Dataset content:
-- Opening Marker --
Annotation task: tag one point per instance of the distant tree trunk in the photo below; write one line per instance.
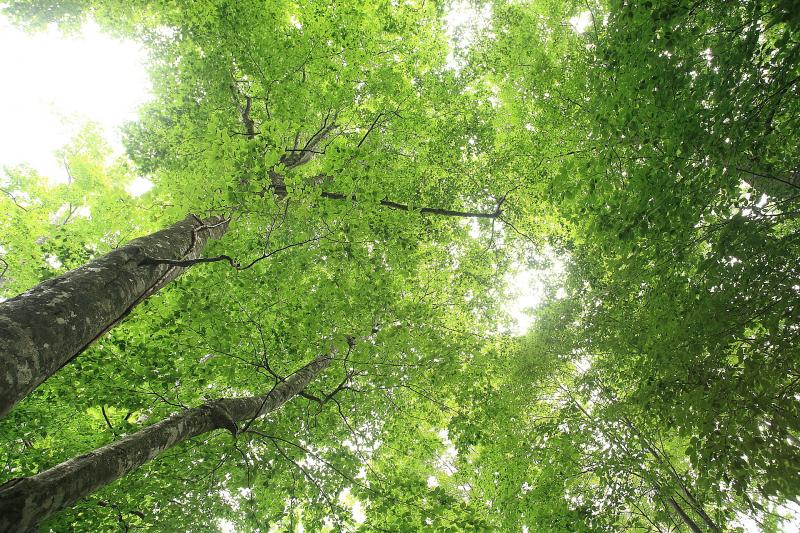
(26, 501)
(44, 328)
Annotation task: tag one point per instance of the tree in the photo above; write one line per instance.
-- Closing Marker --
-- Opening Marker --
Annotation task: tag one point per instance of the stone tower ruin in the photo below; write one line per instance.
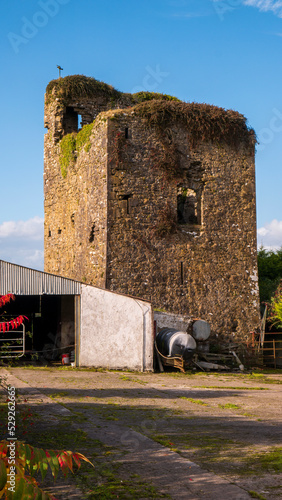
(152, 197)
-- Closing Marker --
-- Opening Marker --
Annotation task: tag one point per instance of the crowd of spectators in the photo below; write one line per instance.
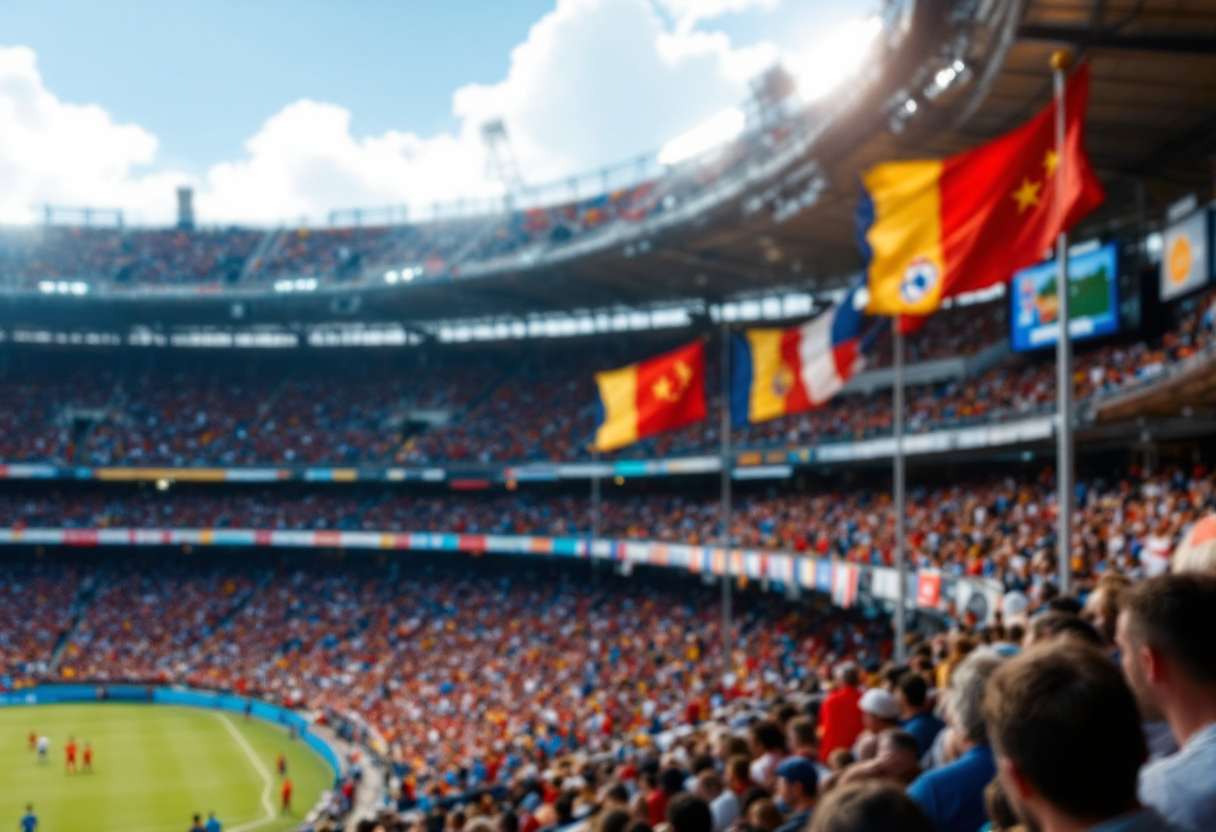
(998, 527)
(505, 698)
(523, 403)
-- Closing Marker --
Beginning with the line above that has "Annotation task: tag one point per instance of the distant" and going on through the line that has "Annotation task: tag one point per instance of the tree", retype every line exactly and add nothing else; drop the pictures.

Annotation task: tag one point per instance of the distant tree trunk in the photo below; write one line per instance.
(26, 501)
(44, 328)
Annotation task: tag one point per instance of the tree in the photo above; write one line per instance.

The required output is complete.